:: EXTRACTED ENTRIES ::
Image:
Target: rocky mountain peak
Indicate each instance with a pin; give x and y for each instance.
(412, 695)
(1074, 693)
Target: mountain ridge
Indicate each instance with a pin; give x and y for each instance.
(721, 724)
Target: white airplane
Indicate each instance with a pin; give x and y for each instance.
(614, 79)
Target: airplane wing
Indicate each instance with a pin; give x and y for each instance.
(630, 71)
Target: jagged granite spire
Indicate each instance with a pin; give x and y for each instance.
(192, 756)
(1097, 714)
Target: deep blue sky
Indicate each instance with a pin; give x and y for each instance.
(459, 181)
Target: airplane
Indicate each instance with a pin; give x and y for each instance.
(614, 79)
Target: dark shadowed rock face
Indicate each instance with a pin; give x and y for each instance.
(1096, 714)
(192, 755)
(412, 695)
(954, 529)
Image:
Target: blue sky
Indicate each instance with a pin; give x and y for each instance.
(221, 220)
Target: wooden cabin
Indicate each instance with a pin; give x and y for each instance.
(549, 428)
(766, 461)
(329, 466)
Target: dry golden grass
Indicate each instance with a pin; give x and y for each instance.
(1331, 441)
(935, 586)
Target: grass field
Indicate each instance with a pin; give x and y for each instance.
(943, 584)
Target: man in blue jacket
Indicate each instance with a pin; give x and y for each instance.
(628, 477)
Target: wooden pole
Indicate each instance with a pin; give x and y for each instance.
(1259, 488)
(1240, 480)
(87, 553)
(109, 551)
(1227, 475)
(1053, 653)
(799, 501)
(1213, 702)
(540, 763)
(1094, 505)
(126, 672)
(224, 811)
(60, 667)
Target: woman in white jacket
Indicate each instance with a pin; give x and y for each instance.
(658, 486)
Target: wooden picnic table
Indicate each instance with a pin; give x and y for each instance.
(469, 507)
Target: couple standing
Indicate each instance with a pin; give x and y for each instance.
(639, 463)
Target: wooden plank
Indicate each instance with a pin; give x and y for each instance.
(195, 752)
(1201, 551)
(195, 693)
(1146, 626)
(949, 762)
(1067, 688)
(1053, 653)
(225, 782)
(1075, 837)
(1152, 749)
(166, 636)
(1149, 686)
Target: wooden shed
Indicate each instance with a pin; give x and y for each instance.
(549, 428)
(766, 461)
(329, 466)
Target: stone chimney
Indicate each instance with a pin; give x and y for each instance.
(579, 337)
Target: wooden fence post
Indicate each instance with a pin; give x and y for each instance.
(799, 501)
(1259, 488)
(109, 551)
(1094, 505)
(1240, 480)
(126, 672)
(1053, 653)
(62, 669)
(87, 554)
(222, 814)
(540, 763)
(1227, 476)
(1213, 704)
:::
ASSIGNMENT - Write the records out in full, exactly as they read above.

TASK OUTPUT -
Image:
Target: rocky mountain peak
Indicate each instance with a pin; give x and y for each instance.
(412, 695)
(1074, 693)
Target: mountain ridge
Indicate each instance with a pin; give x and y for each instance.
(721, 724)
Target: white airplane
Indicate each instance with a pin; give x and y for each instance.
(614, 79)
Target: airplane wing
Indicate each instance with a pin; give x and y for each instance.
(630, 71)
Target: jagged granite spire
Indicate each instance with a pin; give x and y for each instance.
(192, 756)
(1097, 714)
Target: deep blue sky
Indicate each instance with a pin; give x and y for each instance.
(459, 181)
Target: airplane
Indicate each instance with a pin; give x and y for each instance.
(614, 79)
Target: dark shadowed rock face
Indicate each instance with a pin; give x and y for each instance.
(1096, 714)
(192, 755)
(412, 695)
(954, 529)
Image:
Target: blue sky
Indicate each instance with a pin; give x and y for each instance.
(221, 220)
Target: wooden cabin
Indicate each instance with a pin; give x and y for each instance.
(549, 428)
(766, 461)
(329, 466)
Target: dry golden grass
Indicate each instance with a pin; give x and y for each instance.
(1331, 441)
(935, 586)
Target: grass field
Indicate each instance with a pin; give x and y for each instance.
(943, 584)
Target: man in blue jacket
Indicate each instance with a pin; give x and y for each instance.
(628, 477)
Target: wooden pole
Indicate each instance with a pin; give x and y for each instance.
(1259, 488)
(1240, 480)
(87, 553)
(109, 551)
(1227, 475)
(1053, 653)
(799, 501)
(1213, 702)
(540, 763)
(1094, 505)
(126, 672)
(224, 811)
(60, 667)
Target: woman in white jacket
Indicate each instance with a pin; give x and y for each instance.
(658, 486)
Target: wooden picnic table
Indicate each instance with a pin; give x and y for each instance.
(469, 507)
Target: couple standing
Indicate each instance with a pin; give x and y for each instance.
(639, 463)
Target: wooden plank
Indicate each instance with a pin; give x and y for each instance.
(195, 752)
(1201, 551)
(195, 693)
(1146, 626)
(949, 762)
(1067, 688)
(1053, 653)
(225, 782)
(1075, 837)
(1152, 749)
(166, 636)
(1149, 686)
Target: wooden shed
Indicate each instance with a pin; give x and y for each instance.
(549, 428)
(766, 461)
(329, 466)
Target: stone chimney
Indicate each instance with a pin; give x and y for each instance.
(579, 337)
Target: wooden fence post
Indicate each instance with a pin; give x and y for each instance.
(799, 501)
(1259, 488)
(109, 551)
(1094, 505)
(1240, 480)
(126, 672)
(1053, 653)
(62, 669)
(87, 554)
(222, 814)
(540, 763)
(1227, 476)
(1213, 704)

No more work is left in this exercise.